▸ Quoted text:
▼
The degree to which followers of those groups have maintained the nonviolence pledge remains in dispute.
But
the manifesto attributed to Mr. Roof included a chilling complaint
about the movement’s disavowal of violence. “We have no skinheads, no
real KKK, no one doing anything
but talking on the Internet,” the paper read. “Well, someone has to
have the bravery to take it to the real world, and I guess that has to
be me.”
Supremacist
groups remain divided by rivalries and philosophical disputes. Those
differences sometimes obscure a common goal: to re-establish exclusive
white control of
the United States or, should that prove impossible as many groups now
concede, to build an all-white enclave with its own government and an
army to defend it.
The
League of the South seeks a second Southern secession. The Daily
Stormer’s Mr. Anglin last month proposed building a white city, possibly
in a foreign venue.
Mr.
Spencer, who runs the National Policy Institute, said in an interview
that he fantasized about an Aryan revival in the style of the Roman
Empire. Others have proposed
a white enclave in the Pacific Northwest, or “little Europe” towns
across America.
Stormfront’s
Mr. Black does not just talk about such aspirations: He spent two years
in federal prison for an ill-fated attempt in 1981 to seize the
Caribbean island of
Dominica for conversion into an all-white paradise, financed by
brothels and casinos. The authorities stopped him and his group as they
were boarding a yacht with plans to stage a Dominica coup.
▲
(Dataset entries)
▼
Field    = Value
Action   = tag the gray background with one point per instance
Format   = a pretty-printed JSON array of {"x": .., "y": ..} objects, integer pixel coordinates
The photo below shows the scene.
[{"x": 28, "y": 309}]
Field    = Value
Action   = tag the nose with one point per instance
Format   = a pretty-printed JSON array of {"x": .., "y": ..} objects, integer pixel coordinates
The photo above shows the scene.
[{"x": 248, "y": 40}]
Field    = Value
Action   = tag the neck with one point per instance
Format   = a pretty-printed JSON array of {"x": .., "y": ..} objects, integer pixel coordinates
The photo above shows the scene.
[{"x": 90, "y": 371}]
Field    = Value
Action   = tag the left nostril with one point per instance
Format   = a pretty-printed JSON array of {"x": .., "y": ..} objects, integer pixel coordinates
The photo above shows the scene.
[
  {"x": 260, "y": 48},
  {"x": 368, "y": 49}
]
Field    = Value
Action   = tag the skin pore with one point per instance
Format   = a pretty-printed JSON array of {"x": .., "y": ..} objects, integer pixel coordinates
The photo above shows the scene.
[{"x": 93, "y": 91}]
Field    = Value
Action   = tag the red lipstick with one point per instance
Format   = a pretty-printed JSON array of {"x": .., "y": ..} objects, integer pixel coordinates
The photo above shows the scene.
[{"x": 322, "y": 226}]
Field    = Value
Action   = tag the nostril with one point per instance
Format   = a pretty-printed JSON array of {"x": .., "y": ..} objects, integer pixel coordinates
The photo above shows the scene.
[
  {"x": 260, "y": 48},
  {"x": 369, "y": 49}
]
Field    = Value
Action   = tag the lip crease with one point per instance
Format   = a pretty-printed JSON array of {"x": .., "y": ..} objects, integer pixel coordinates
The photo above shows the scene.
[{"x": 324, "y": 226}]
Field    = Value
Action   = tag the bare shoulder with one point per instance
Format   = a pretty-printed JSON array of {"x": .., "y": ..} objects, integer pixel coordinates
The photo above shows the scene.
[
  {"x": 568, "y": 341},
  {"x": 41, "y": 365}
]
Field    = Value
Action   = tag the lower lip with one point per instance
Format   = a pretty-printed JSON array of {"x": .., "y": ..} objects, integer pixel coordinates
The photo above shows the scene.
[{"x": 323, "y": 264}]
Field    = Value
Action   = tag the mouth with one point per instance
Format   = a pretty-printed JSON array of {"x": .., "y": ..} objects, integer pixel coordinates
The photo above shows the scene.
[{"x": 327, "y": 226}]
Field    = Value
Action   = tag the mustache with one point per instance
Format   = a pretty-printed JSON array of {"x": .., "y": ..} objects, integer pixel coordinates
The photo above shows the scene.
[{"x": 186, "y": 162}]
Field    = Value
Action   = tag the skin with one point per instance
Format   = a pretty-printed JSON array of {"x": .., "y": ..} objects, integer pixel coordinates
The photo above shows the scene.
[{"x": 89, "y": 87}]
▲
▸ Instruction: Edit the stretch of the article excerpt from "Supremacist" through "a foreign venue.", putting "feuds" in place of "rivalries". The rows have no connection to the article excerpt.

▸ Solution:
Supremacist
groups remain divided by feuds and philosophical disputes. Those
differences sometimes obscure a common goal: to re-establish exclusive
white control of
the United States or, should that prove impossible as many groups now
concede, to build an all-white enclave with its own government and an
army to defend it.
The
League of the South seeks a second Southern secession. The Daily
Stormer’s Mr. Anglin last month proposed building a white city, possibly
in a foreign venue.